§ **Problem A**:
Render the rows from the line containing "Give the innermost point of each instance of the ceiling" through the last line of the rows as a JSON list of strings, with one string per line and blank lines omitted.

§ **Selection**:
The complimentary amenity kits on Amtrak’s Empire Builder service from Chicago to Portland and Seattle and Coast Starlight from Los Angeles to Seattle vanished forever last month.
You’ll still be able to buy the kits, which include an inflatable pillow, earplugs, blanket and eye shade. But it’ll cost $8.
Amtrak’s move is the latest in a line of low-key reductions, including removing pillows from its coach sections and cutting the “free” glass of wine in dining cars.
But don’t look for your fare to drop by $8.
“All these changes are necessary in order to reduce costs, increase revenues and preserve passenger rail service across our country,” says Amtrak spokeswoman Kimberly Woods.
In other words, just as the legacy airlines unbundled their airfares in 2009 when they started charging passengers for the first checked bag, these cuts are going to help shore up the troubled national rail carrier’s bottom line. Amtrak lost about $73 million on food and beverage service alone last year.

Data records:
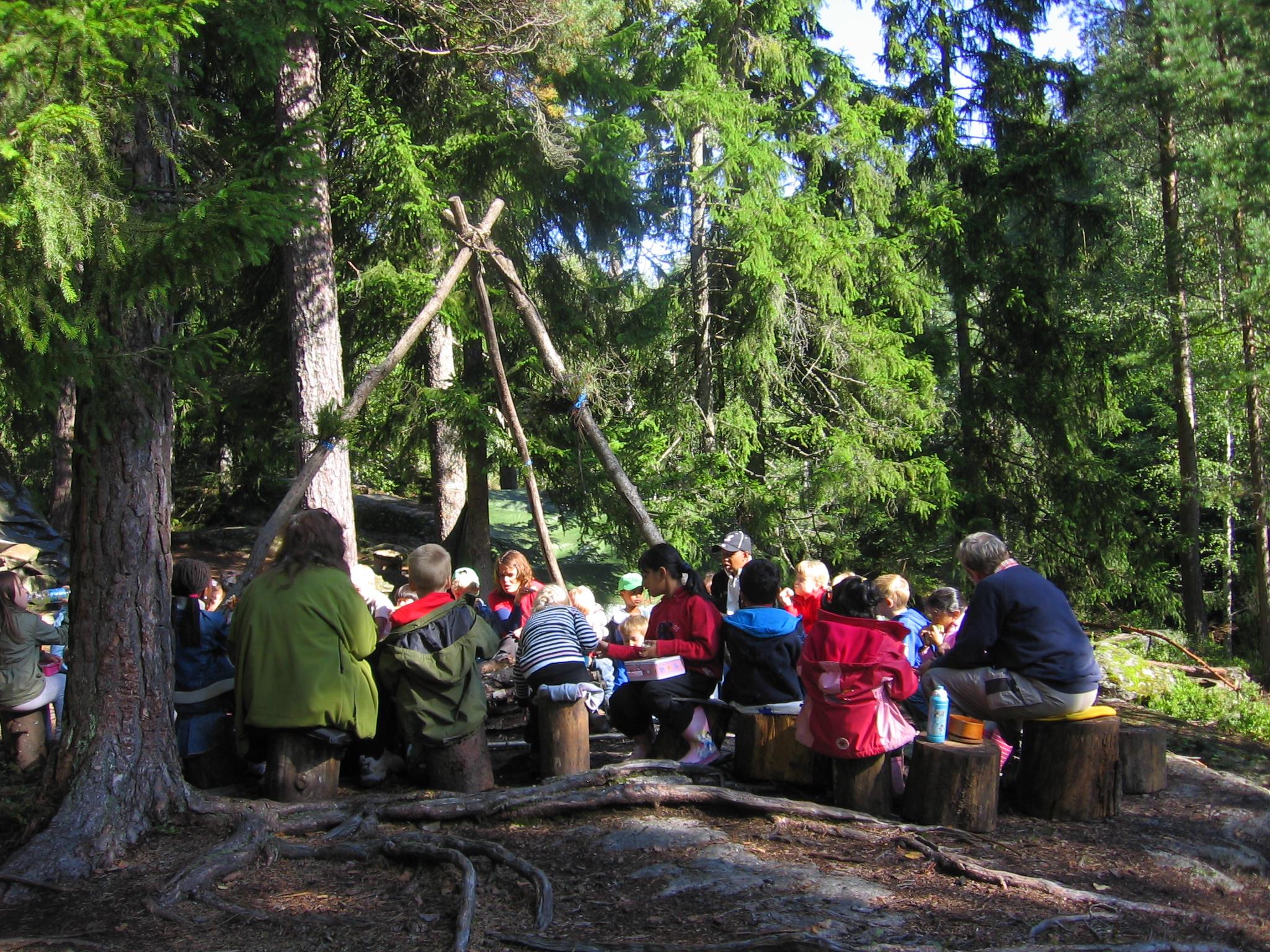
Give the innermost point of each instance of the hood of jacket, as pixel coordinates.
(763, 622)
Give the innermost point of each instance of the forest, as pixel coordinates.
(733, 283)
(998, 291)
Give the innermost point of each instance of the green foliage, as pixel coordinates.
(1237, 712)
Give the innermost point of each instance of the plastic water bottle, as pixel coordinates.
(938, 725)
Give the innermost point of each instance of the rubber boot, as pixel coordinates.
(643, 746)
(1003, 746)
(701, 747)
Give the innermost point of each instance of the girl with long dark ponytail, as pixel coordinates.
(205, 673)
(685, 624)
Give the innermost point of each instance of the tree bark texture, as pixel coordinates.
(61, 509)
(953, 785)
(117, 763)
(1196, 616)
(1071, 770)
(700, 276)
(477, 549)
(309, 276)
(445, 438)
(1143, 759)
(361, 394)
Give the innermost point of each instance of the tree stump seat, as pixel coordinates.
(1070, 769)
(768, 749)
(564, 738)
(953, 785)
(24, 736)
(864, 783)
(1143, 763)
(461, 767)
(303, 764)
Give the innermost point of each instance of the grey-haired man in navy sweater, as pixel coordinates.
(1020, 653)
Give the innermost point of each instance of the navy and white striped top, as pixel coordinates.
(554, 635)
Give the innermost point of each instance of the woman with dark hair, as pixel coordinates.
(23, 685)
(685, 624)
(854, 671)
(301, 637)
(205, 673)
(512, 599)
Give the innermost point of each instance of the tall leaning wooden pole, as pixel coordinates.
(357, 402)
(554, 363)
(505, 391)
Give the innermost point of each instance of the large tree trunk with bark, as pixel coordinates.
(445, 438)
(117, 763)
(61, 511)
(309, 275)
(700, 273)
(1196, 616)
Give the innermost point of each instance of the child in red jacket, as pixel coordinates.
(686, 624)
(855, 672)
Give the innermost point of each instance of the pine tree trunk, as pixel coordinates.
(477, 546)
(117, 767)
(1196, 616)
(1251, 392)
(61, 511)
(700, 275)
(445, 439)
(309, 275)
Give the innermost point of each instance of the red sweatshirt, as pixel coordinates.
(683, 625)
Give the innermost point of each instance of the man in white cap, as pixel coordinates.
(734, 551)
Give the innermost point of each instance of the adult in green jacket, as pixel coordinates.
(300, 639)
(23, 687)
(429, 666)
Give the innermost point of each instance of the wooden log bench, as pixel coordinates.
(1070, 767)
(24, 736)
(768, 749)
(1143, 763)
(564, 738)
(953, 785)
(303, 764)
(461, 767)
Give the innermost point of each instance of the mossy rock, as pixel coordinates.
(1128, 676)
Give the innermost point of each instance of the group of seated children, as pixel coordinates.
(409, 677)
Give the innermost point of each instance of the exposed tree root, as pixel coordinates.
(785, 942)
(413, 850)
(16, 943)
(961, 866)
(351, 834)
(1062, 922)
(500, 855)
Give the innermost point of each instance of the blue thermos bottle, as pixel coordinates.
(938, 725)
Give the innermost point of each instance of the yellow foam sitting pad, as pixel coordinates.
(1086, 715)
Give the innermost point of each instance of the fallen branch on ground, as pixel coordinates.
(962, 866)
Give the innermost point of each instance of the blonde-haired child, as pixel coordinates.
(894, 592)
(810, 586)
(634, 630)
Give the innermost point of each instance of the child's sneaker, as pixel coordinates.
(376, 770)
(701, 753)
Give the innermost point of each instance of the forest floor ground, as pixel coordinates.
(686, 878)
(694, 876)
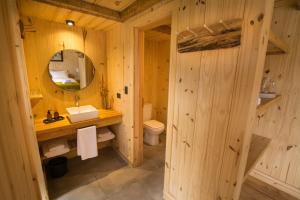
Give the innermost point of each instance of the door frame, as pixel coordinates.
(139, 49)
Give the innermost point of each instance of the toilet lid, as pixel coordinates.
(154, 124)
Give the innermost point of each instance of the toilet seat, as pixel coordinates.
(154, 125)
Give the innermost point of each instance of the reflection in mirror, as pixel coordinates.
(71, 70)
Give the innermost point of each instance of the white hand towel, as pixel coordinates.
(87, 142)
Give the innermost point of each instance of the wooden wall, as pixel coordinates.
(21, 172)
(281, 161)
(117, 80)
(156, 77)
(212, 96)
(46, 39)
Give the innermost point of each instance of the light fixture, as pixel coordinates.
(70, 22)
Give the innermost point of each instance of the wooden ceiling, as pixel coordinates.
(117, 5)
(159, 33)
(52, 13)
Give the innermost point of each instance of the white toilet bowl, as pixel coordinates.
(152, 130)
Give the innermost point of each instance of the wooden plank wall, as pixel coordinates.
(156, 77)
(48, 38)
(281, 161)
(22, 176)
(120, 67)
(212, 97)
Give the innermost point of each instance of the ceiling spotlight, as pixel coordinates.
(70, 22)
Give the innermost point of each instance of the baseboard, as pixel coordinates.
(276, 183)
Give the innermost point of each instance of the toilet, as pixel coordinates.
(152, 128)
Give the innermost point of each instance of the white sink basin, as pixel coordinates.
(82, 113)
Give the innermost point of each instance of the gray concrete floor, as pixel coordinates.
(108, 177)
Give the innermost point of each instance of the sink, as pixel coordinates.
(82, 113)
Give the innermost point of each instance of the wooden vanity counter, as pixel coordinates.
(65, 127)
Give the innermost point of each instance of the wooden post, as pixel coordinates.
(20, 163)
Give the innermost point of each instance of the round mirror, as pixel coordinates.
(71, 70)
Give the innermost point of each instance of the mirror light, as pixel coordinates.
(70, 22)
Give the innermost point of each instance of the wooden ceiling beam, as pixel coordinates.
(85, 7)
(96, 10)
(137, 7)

§ **Problem B**:
Extract from the Amtrak article the words running from "In other words, just" to "alone last year.", copied verbatim.

§ **Final answer A**:
[
  "Give the innermost point of each instance of the ceiling spotlight, as pixel coordinates.",
  "(70, 22)",
  "Give the innermost point of each instance of the baseboard, as pixel coordinates.",
  "(276, 183)",
  "Give the innermost point of each instance of the toilet, as pixel coordinates.",
  "(152, 128)",
  "Give the innermost point of each instance of the white sink basin, as pixel coordinates.",
  "(82, 113)",
  "Give the innermost point of each instance of the gray concrete floor, as pixel coordinates.",
  "(108, 177)",
  "Give the innermost point of each instance of the sink, as pixel coordinates.",
  "(82, 113)",
  "Give the innermost point of each instance of the wooden vanity counter, as pixel coordinates.",
  "(65, 127)",
  "Give the innermost point of each instance of the wooden post, as pixel coordinates.",
  "(20, 163)",
  "Give the innermost point of each instance of the round mirror, as pixel coordinates.",
  "(71, 70)",
  "Give the innermost point of each instance of the mirror light, as pixel coordinates.",
  "(70, 22)",
  "Give the innermost point of each instance of the wooden ceiling beam, as pixel coordinates.",
  "(85, 7)",
  "(96, 10)",
  "(137, 7)"
]

§ **Final answer B**:
In other words, just as the legacy airlines unbundled their airfares in 2009 when they started charging passengers for the first checked bag, these cuts are going to help shore up the troubled national rail carrier’s bottom line. Amtrak lost about $73 million on food and beverage service alone last year.